Collected data entries
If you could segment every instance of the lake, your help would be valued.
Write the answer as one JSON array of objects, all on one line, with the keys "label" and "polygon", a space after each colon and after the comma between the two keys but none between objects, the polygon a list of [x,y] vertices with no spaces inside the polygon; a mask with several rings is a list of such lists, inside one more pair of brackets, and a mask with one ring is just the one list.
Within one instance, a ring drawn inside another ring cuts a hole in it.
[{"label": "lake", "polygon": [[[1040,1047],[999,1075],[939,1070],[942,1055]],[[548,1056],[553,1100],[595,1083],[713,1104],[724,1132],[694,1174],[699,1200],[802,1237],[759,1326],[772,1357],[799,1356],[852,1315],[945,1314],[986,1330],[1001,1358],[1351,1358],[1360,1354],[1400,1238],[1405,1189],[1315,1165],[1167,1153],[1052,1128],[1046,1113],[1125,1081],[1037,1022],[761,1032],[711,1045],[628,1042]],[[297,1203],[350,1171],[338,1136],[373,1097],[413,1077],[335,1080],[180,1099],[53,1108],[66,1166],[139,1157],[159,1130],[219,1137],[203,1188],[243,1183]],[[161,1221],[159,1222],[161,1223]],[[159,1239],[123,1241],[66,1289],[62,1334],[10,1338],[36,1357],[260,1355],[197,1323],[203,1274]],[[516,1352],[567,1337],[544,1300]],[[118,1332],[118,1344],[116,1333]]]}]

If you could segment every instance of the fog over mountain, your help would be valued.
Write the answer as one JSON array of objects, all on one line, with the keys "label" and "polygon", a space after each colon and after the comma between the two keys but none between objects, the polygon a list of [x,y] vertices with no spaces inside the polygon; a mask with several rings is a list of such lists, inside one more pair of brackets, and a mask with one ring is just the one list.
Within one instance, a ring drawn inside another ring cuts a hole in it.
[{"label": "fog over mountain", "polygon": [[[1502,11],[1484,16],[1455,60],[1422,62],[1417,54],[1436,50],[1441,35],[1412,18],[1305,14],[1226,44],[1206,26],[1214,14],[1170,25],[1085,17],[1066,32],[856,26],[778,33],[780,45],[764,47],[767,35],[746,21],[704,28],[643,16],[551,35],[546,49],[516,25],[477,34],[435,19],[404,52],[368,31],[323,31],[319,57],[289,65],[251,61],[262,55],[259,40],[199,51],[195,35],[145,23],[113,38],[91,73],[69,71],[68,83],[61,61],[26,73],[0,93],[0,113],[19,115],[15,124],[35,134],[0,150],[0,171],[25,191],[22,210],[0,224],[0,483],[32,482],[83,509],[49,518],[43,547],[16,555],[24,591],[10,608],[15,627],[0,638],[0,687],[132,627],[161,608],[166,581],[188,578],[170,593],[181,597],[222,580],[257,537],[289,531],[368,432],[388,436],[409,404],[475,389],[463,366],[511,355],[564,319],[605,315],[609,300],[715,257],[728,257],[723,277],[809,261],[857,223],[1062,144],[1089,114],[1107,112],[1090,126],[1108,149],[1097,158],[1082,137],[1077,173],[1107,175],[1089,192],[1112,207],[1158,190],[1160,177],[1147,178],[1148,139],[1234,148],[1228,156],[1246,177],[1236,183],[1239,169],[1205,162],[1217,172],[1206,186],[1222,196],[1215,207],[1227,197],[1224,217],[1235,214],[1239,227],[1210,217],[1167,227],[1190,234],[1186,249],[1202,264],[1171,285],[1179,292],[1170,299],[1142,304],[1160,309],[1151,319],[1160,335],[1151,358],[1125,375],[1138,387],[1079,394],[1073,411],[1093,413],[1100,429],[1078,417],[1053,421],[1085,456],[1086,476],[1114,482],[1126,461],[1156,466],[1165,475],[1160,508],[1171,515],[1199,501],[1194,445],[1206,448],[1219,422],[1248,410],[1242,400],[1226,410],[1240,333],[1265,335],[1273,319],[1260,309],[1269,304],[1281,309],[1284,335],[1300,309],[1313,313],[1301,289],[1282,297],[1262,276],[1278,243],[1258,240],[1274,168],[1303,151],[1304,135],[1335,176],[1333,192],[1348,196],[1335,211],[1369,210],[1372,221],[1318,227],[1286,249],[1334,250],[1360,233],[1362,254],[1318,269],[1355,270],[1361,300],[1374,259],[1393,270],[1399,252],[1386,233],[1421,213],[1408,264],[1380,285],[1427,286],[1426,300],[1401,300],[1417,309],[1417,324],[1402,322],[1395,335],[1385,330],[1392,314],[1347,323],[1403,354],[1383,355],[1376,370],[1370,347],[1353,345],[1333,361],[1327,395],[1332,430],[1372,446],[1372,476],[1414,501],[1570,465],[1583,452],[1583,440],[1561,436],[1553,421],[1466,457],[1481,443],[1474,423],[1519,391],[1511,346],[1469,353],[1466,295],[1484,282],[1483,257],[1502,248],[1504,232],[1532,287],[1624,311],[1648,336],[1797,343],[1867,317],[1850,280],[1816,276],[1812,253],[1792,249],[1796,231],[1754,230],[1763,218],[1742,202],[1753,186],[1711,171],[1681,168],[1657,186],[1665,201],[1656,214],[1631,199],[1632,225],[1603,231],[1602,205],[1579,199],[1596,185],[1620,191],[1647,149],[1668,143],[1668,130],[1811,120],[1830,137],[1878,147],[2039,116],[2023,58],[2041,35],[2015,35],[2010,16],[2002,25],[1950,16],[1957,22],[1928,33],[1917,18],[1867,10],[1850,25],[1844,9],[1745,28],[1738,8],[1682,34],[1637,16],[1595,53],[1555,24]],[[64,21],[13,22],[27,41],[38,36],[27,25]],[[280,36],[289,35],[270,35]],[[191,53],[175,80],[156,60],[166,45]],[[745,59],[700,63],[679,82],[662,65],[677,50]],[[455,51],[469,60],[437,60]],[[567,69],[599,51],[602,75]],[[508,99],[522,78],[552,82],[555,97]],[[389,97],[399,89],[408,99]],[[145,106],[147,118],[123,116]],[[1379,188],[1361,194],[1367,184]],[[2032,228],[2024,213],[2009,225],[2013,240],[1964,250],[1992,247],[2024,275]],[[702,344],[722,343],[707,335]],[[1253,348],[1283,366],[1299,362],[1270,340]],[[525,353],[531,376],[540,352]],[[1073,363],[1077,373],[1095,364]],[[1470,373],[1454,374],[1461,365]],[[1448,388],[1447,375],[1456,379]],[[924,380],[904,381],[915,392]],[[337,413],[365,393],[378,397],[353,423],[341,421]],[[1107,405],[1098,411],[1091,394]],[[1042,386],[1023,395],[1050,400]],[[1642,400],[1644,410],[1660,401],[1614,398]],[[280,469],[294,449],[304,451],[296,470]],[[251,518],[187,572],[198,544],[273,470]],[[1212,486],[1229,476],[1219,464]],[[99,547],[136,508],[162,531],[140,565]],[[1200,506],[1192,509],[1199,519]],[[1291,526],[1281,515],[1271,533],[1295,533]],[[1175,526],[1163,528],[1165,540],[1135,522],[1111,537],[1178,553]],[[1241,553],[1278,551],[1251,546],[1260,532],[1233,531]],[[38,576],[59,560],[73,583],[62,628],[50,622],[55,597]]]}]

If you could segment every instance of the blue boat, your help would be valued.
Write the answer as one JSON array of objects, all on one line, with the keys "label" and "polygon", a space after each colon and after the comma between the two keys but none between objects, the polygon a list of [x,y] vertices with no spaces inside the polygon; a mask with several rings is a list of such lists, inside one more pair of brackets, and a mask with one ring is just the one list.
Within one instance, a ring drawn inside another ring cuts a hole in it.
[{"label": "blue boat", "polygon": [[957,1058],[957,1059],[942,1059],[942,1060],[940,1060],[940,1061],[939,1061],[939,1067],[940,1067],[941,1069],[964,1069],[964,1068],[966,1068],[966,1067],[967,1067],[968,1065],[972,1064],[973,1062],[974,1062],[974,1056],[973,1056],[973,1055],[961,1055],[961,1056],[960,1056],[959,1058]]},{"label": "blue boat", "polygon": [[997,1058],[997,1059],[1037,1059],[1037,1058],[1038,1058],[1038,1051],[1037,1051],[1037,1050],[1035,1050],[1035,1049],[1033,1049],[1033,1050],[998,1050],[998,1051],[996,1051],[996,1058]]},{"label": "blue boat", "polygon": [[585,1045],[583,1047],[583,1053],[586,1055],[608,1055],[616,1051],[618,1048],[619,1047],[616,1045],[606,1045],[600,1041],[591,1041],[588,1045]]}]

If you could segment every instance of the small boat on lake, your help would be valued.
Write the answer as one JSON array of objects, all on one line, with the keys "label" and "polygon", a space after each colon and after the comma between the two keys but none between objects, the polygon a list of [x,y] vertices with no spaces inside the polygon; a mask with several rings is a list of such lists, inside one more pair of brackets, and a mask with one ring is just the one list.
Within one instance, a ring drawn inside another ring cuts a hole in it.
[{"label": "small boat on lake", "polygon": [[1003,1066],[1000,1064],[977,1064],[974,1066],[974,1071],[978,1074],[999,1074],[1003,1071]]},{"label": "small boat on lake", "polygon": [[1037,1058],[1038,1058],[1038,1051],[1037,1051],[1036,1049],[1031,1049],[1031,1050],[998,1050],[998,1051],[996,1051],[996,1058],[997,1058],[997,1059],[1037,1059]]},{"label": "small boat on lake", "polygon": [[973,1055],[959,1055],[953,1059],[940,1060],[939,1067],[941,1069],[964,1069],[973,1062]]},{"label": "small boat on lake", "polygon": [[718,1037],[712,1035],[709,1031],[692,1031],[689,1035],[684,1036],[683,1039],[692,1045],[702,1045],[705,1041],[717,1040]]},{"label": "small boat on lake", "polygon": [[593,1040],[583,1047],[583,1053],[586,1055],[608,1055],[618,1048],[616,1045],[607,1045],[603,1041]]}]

Problem statement
From the data above, copy each line that has the string "valued".

Exercise answer
If you could segment every instance of the lake, your help would be valued.
If you could segment every instance of the fog over mountain, your help would be valued.
If you could segment every instance of the blue boat, your help would be valued.
If you could segment every instance of the small boat on lake, your help would be valued.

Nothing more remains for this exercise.